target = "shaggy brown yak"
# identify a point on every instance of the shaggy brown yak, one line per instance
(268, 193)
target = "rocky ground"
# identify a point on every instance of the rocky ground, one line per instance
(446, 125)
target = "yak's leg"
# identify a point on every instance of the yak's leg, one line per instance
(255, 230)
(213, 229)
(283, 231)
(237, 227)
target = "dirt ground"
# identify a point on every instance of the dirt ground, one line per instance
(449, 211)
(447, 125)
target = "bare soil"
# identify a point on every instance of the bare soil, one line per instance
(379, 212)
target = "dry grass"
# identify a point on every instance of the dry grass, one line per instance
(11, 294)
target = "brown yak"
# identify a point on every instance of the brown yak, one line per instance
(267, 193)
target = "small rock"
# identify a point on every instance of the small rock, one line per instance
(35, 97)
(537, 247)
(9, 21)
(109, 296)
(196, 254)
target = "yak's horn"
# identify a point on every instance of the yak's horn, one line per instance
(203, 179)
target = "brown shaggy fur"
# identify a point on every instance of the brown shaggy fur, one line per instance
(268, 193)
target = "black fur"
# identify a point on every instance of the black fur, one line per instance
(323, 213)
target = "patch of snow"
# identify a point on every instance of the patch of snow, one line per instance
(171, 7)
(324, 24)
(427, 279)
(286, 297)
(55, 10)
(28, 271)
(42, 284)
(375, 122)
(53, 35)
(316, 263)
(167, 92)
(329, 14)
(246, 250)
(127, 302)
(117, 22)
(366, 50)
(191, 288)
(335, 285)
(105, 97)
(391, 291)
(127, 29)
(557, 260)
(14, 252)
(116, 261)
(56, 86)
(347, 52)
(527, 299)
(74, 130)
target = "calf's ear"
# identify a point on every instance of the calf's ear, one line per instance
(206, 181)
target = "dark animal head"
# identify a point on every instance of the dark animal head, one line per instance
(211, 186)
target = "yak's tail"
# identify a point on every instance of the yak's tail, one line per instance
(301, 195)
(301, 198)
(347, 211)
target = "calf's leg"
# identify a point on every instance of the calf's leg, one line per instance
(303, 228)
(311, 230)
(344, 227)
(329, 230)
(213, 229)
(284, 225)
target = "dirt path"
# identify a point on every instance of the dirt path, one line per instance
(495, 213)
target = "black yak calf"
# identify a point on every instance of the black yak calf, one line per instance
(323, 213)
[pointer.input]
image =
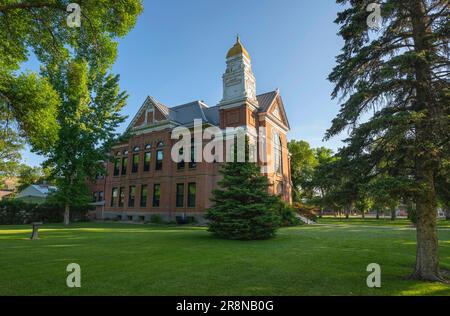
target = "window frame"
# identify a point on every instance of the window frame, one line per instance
(132, 196)
(156, 202)
(179, 195)
(135, 166)
(159, 162)
(192, 204)
(144, 188)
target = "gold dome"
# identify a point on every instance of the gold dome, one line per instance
(238, 49)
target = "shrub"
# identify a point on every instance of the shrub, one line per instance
(412, 215)
(288, 215)
(310, 212)
(242, 207)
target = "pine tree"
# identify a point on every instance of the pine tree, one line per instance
(243, 209)
(401, 76)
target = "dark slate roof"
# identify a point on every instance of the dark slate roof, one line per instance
(185, 114)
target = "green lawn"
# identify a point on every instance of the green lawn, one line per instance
(120, 259)
(374, 222)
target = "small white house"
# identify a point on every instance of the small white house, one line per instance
(36, 193)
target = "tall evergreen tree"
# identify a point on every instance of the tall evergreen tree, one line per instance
(39, 28)
(402, 75)
(243, 209)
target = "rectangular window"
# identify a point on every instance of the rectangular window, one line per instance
(192, 191)
(180, 195)
(147, 159)
(156, 195)
(135, 166)
(144, 195)
(159, 159)
(121, 197)
(124, 165)
(114, 196)
(192, 163)
(132, 196)
(116, 167)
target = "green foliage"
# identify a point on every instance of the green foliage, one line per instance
(29, 103)
(15, 212)
(303, 162)
(31, 175)
(88, 118)
(10, 146)
(243, 209)
(288, 215)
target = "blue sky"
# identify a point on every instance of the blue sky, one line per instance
(176, 53)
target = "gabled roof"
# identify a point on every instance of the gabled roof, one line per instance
(185, 114)
(266, 100)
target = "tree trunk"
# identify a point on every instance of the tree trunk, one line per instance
(66, 215)
(447, 212)
(427, 259)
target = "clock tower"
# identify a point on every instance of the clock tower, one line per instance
(239, 84)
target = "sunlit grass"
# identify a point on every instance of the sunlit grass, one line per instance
(120, 259)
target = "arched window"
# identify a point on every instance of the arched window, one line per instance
(277, 149)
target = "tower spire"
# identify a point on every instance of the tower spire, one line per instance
(239, 82)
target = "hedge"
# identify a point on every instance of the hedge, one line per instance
(16, 212)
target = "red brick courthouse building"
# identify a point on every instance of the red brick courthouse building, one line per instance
(143, 180)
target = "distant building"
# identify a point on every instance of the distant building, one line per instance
(36, 193)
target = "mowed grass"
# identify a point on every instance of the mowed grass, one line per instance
(121, 259)
(441, 223)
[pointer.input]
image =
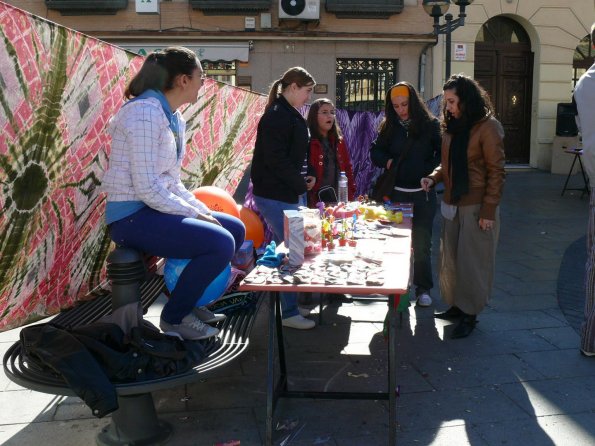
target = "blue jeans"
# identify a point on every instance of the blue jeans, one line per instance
(272, 211)
(210, 247)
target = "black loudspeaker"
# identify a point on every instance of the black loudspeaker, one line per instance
(565, 121)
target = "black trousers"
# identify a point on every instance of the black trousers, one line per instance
(424, 210)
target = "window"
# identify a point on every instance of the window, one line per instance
(362, 83)
(583, 58)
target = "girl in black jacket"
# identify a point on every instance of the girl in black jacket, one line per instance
(409, 141)
(277, 173)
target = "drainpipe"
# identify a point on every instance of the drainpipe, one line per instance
(422, 67)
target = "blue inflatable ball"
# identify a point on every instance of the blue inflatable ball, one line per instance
(174, 267)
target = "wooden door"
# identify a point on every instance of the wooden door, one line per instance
(506, 72)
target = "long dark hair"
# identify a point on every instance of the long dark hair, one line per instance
(334, 132)
(474, 101)
(296, 74)
(419, 114)
(160, 70)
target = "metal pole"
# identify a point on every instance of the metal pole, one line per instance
(448, 18)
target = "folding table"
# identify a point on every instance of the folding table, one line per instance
(396, 268)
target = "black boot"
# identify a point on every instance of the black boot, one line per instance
(464, 327)
(451, 313)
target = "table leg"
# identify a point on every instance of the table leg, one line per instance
(271, 368)
(570, 173)
(585, 179)
(393, 303)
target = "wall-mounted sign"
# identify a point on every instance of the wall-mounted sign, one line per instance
(460, 51)
(213, 52)
(147, 6)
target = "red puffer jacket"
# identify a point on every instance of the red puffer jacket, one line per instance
(316, 160)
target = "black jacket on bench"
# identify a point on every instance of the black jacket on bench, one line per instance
(91, 358)
(280, 153)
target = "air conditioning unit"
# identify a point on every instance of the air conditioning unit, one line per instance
(299, 9)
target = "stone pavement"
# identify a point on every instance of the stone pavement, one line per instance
(517, 380)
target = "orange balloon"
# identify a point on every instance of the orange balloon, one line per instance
(254, 226)
(217, 199)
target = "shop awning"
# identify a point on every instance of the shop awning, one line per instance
(211, 51)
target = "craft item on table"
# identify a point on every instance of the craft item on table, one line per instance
(354, 279)
(340, 255)
(375, 280)
(293, 235)
(244, 256)
(346, 210)
(373, 253)
(271, 258)
(312, 231)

### Aim:
Without the pictures, write out the whole listing above exactly as it appears.

### Response:
target = "shaggy brown yak"
# identify a point on every instance of the shaggy brown yak, one line per instance
(268, 193)
target = "rocky ground"
# identify a point on every instance of the rocky ground, one line per instance
(446, 125)
target = "yak's leg"
# identify a point on every instance of the yak's leg, one line per instance
(255, 230)
(213, 229)
(283, 231)
(237, 227)
target = "dirt ground"
# identify a point on every instance of the dirt ground, one line per instance
(449, 211)
(447, 125)
target = "bare soil"
# identify a point on every instance of the bare soil, one line per instance
(379, 212)
target = "dry grass"
# identify a point on every instance of the dry grass, one line per instance
(11, 294)
target = "brown yak"
# identify a point on every instance of the brown yak, one line per instance
(267, 193)
target = "small rock"
# identify a point on every instance of the small rock, one line per instance
(35, 97)
(537, 247)
(9, 21)
(109, 296)
(196, 254)
target = "yak's horn"
# identify a point on every instance of the yak's horn, one line per instance
(203, 179)
target = "brown shaggy fur"
# identify a point on every instance of the brown shaggy fur, one line per instance
(268, 193)
target = "black fur"
# identify a point on every instance of the black fur, one line per instance
(323, 213)
target = "patch of snow"
# identify a point on every instance of the patch of snow, one line per instance
(171, 7)
(324, 24)
(427, 279)
(286, 297)
(55, 10)
(28, 271)
(42, 284)
(375, 122)
(53, 35)
(316, 263)
(167, 92)
(329, 14)
(246, 250)
(127, 302)
(117, 22)
(366, 50)
(191, 288)
(335, 285)
(105, 97)
(391, 291)
(127, 29)
(557, 260)
(14, 252)
(116, 261)
(56, 86)
(347, 52)
(527, 299)
(74, 130)
target = "calf's ear"
# identify a point on every instance of the calf's ear, one line per instance
(206, 181)
target = "dark animal head"
# identify a point on every instance of the dark animal head, one line per instance
(211, 186)
target = "yak's tail"
# identify a point on every instance of the yak's tail, one line per instance
(301, 195)
(301, 198)
(347, 211)
target = "calf's leg"
# identify a point on every instance of the calf's leg, one line per instance
(303, 228)
(311, 230)
(344, 227)
(329, 230)
(213, 229)
(284, 225)
target = "dirt path"
# identify a point on every instance of the dirt path, one line per instance
(495, 213)
target = "black yak calf"
# identify a point on every instance of the black yak calf, one line per instance
(323, 213)
[pointer.input]
image =
target = "window frame"
# identify a point on every instance of the window frame, one line per instance
(132, 196)
(156, 202)
(179, 195)
(135, 166)
(159, 162)
(192, 204)
(144, 188)
target = "gold dome"
# identify a point on every instance of the gold dome, one line per instance
(238, 49)
target = "shrub"
# identify a point on every instance of the shrub, one line per instance
(412, 215)
(288, 215)
(310, 212)
(242, 207)
target = "pine tree"
# identify a point on every instance of the pine tree, one line per instance
(243, 209)
(401, 76)
target = "dark slate roof"
# identify a point on every instance of the dark slate roof, one line per instance
(185, 114)
target = "green lawn"
# identify a point on every instance of the green lawn, one line per instance
(120, 259)
(374, 222)
target = "small white house"
# identify a point on every instance of the small white house, one line per instance
(36, 193)
target = "tall evergreen tree"
# identify a point on every instance of the tall evergreen tree, one line per instance
(39, 28)
(402, 75)
(243, 209)
target = "rectangular window"
# identify a point on every instance of the rectangular window, one line per instance
(192, 191)
(180, 195)
(147, 159)
(156, 195)
(135, 166)
(144, 195)
(159, 159)
(121, 197)
(124, 165)
(114, 196)
(192, 163)
(132, 196)
(116, 167)
target = "green foliage"
# identify a point on every instance of the green foliage, one line per instance
(29, 103)
(15, 212)
(303, 162)
(31, 175)
(88, 118)
(10, 146)
(243, 209)
(288, 215)
target = "blue sky"
# identify a point on every instance of the blue sky, one line per instance
(176, 53)
target = "gabled roof"
# identify a point on every instance of the gabled roof, one line per instance
(185, 114)
(266, 100)
target = "tree trunk"
# identify a point on every instance of the tree trunk, one line per instance
(66, 215)
(447, 212)
(427, 259)
target = "clock tower"
# identify a point on every instance of the clock tower, one line per instance
(239, 84)
target = "sunlit grass"
# identify a point on every instance of the sunlit grass, one line per instance
(120, 259)
target = "arched window"
# identify a point on every instance of the arched window, one line per instance
(277, 149)
target = "tower spire"
# identify a point on every instance of the tower spire, one line per instance
(239, 82)
target = "hedge"
# identify a point on every instance of the hedge, one line per instance
(16, 212)
target = "red brick courthouse building"
# identify a point on every instance of the red brick courthouse building, one line per instance
(143, 180)
target = "distant building"
# identify a point on every instance of the distant building, one line per instance
(36, 193)
target = "mowed grass"
# identify a point on every instance of the mowed grass, one line per instance
(121, 259)
(441, 223)
[pointer.input]
image =
target = "blue jeans"
# identify a point on every instance of the blue jeans, one line per instance
(272, 211)
(210, 247)
target = "black loudspeaker"
# identify a point on every instance of the black loudspeaker, one line per instance
(565, 121)
target = "black trousers"
# identify a point on every instance of the black trousers, one line per instance
(424, 210)
target = "window"
# identify a point on every instance of the window, one line per instance
(362, 83)
(583, 58)
target = "girl in black jacket"
# identify a point on every instance of the girl in black jacket, one line per instance
(409, 141)
(277, 173)
target = "drainpipe"
# identify a point on every instance of the drainpipe, one line per instance
(422, 67)
target = "blue inflatable ball"
# identify a point on every instance of the blue inflatable ball, one line per instance
(174, 267)
target = "wooden door"
# identify a point on every instance of the wooden door, one line per instance
(506, 72)
target = "long dark hair"
# identify a point on every instance of the long dark hair, one line per instance
(334, 132)
(474, 101)
(296, 74)
(419, 114)
(160, 70)
target = "metal pole"
# identify a point on every instance of the metal pole, one line per instance
(448, 18)
target = "folding table"
# identify a point on every instance of the folding table, one line per instance
(396, 268)
target = "black boot"
# identify a point on every instance of the black boot, one line per instance
(464, 327)
(451, 313)
target = "table leg"
# identify a point on every instance of the table leg, one line per instance
(271, 368)
(570, 173)
(585, 179)
(393, 303)
target = "wall-mounted sign"
# identify a point on every instance of the wall-mounted sign, one line per instance
(460, 51)
(213, 52)
(147, 6)
target = "red puffer jacket"
# identify a point on every instance of the red puffer jacket, one line per instance
(316, 160)
target = "black jacket on bench"
# identify a point on every instance of the black jacket on bench, one line per instance
(91, 358)
(280, 153)
target = "air conditioning unit"
# identify a point on every instance of the air conditioning unit, one line per instance
(299, 9)
target = "stone pavement"
# identify a point on every instance of the stone pavement, one line per instance
(517, 380)
target = "orange balloon"
# identify a point on every instance of the orange balloon, one line per instance
(254, 226)
(217, 199)
target = "shop awning"
# identify a point on every instance of the shop awning, one line per instance
(211, 51)
target = "craft item on table"
# identify a point on every instance of the craft item on table, one line per instance
(354, 279)
(340, 255)
(375, 280)
(293, 235)
(244, 256)
(346, 210)
(373, 253)
(271, 258)
(312, 231)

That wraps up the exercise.